** start Source material **

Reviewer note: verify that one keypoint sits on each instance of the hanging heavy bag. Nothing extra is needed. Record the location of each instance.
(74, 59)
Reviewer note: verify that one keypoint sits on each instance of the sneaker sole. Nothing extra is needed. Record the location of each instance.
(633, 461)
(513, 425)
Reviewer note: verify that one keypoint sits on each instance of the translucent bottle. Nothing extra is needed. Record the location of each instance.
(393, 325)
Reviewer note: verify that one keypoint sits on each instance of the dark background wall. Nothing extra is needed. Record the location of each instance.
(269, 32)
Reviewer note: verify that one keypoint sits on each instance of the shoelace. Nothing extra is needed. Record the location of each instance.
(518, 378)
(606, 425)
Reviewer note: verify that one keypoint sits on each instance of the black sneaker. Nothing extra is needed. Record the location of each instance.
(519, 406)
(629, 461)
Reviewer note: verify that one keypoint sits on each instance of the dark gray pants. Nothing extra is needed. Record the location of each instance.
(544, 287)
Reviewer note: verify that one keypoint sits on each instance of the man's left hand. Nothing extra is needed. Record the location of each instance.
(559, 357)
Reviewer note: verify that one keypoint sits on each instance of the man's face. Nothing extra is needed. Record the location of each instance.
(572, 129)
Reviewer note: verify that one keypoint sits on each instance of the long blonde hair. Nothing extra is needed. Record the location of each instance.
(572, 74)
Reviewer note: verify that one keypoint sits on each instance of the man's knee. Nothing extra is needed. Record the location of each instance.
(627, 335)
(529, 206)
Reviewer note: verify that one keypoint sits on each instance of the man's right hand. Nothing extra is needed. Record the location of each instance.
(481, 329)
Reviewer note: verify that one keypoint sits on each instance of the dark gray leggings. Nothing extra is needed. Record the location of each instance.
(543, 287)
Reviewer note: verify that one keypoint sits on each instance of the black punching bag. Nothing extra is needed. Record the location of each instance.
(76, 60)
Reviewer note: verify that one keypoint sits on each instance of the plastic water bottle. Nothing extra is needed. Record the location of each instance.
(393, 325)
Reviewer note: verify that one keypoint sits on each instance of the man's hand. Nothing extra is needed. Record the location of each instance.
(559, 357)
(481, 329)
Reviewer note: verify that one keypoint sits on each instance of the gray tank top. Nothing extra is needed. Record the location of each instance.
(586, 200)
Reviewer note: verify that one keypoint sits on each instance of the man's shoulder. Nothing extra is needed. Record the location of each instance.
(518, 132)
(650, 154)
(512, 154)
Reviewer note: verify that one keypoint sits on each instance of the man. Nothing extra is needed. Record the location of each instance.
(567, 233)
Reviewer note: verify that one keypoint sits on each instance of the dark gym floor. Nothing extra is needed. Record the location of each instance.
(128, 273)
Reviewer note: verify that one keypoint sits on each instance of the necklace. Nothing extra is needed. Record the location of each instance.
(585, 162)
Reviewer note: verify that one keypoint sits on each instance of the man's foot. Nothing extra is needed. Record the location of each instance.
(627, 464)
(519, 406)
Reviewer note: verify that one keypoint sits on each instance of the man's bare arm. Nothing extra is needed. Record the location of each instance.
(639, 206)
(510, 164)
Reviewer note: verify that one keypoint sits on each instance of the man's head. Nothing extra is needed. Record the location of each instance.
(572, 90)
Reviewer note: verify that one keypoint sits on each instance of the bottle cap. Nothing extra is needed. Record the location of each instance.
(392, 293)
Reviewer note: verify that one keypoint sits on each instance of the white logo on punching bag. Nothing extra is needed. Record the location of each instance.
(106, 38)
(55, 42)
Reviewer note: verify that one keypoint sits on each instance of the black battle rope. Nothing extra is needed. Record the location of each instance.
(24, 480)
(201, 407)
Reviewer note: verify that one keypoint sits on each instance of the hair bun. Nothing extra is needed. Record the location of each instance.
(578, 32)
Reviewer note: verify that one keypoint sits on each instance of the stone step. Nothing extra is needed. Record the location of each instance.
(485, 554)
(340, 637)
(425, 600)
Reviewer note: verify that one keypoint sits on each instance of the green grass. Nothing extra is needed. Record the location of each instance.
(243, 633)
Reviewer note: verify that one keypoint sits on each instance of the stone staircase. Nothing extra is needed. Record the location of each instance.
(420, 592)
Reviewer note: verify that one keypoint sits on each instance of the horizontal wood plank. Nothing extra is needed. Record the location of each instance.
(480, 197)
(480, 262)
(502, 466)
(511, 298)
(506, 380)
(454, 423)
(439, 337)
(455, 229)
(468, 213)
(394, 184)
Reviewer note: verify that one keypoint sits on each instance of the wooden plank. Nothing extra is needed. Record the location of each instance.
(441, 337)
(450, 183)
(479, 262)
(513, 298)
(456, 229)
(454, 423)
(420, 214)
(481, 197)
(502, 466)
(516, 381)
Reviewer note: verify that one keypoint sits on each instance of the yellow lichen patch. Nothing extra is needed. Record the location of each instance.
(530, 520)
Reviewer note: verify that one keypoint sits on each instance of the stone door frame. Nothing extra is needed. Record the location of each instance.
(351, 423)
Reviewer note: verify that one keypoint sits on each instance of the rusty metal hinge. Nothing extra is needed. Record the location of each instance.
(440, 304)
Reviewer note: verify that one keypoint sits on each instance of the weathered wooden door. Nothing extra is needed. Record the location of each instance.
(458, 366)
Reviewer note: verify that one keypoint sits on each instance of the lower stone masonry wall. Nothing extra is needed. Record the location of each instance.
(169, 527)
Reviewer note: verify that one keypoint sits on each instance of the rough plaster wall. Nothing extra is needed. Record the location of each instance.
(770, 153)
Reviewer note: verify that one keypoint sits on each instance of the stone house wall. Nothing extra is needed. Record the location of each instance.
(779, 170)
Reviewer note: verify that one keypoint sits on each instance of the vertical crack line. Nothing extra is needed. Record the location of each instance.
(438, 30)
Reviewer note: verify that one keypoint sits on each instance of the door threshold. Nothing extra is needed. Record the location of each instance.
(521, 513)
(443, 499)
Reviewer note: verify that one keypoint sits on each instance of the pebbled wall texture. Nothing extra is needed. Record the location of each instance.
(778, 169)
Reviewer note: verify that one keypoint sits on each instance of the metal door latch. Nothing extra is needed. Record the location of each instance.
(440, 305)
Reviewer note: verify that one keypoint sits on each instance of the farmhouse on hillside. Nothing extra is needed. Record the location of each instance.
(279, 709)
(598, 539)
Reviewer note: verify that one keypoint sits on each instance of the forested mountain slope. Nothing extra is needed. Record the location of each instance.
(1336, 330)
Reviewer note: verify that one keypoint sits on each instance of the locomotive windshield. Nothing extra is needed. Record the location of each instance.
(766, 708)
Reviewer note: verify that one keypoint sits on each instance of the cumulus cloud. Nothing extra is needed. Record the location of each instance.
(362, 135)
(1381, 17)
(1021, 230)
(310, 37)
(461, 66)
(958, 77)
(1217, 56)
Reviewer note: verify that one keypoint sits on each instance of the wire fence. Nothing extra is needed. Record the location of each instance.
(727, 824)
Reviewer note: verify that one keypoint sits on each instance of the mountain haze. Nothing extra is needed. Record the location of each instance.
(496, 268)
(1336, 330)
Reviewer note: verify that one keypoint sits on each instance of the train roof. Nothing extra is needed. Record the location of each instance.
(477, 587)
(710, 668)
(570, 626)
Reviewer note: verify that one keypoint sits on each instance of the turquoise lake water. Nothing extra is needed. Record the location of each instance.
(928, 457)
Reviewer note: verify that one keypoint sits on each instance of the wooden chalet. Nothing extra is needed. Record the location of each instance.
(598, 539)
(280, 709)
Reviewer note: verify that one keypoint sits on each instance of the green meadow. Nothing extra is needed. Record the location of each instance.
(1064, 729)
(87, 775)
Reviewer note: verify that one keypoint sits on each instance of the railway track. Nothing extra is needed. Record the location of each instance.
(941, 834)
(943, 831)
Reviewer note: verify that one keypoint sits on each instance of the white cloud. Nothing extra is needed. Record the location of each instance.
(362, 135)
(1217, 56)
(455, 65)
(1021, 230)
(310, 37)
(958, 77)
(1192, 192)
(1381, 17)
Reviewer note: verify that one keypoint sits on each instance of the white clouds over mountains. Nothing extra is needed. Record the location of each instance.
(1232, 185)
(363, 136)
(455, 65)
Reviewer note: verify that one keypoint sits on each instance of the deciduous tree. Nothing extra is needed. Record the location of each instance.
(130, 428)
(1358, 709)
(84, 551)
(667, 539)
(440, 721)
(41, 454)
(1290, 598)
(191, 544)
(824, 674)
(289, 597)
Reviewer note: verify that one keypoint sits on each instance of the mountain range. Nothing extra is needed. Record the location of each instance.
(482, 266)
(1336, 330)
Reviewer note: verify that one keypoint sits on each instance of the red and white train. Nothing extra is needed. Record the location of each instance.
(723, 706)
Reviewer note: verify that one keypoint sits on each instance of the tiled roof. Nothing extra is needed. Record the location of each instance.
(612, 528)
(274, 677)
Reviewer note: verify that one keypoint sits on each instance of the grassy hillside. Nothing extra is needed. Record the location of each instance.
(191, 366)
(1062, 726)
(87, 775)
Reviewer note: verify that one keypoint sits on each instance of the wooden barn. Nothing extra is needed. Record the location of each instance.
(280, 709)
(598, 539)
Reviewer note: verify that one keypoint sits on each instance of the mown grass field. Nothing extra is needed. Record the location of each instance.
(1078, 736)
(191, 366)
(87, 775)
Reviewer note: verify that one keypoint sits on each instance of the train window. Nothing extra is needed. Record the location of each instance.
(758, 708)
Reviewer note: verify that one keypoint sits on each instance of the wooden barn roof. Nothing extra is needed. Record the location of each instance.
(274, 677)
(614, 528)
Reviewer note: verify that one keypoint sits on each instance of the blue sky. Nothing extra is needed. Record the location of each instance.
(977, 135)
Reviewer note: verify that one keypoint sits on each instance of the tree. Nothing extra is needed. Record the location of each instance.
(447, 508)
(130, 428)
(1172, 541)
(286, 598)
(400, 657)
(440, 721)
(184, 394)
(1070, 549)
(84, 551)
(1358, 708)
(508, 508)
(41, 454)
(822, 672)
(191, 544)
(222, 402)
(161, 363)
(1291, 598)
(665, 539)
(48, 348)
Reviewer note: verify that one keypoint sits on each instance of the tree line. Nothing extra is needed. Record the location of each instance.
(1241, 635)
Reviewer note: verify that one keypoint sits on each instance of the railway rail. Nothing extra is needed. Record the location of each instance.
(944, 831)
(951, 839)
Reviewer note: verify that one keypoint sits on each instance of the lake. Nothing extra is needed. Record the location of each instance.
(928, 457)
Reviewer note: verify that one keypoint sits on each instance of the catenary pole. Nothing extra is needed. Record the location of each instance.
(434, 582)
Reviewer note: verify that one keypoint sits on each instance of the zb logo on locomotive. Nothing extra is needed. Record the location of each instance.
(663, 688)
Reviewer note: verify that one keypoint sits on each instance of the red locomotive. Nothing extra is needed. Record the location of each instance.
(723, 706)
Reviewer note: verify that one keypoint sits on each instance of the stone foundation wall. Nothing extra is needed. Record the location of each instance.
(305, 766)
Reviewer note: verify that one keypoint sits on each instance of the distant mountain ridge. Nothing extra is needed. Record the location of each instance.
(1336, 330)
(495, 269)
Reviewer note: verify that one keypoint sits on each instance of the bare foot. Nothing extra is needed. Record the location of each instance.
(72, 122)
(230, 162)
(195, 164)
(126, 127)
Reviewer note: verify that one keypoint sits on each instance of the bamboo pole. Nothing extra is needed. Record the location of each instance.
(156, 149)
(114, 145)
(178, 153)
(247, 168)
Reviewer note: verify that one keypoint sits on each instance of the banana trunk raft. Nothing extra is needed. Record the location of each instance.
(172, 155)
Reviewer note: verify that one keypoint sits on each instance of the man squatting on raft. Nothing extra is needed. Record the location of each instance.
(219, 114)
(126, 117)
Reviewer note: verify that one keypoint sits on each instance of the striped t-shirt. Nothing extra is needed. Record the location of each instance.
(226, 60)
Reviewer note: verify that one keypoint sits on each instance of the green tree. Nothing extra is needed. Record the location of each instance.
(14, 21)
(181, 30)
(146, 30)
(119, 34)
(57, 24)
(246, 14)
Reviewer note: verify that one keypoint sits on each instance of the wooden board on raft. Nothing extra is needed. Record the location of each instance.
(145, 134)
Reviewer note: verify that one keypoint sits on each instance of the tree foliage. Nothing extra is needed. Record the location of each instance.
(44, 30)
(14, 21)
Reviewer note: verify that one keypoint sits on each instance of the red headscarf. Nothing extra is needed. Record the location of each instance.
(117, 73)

** end Source material **

## What to do
Reproduce the lines unchanged, starting at the line that contains "the wooden board" and ending with the final line above.

## Full solution
Reviewer note: verify that one keypoint sits on each instance of the wooden board on raft. Nothing extra is needed. Record the location of each instance.
(145, 134)
Reviewer note: verify that one keypoint sits on each instance of the tree foliage. Nothing extra is needed. Record the location of each instance.
(44, 30)
(14, 21)
Reviewer note: verify that one keypoint sits on each instance of the red headscarf. Nothing extra is needed. Record the location of each instance.
(117, 73)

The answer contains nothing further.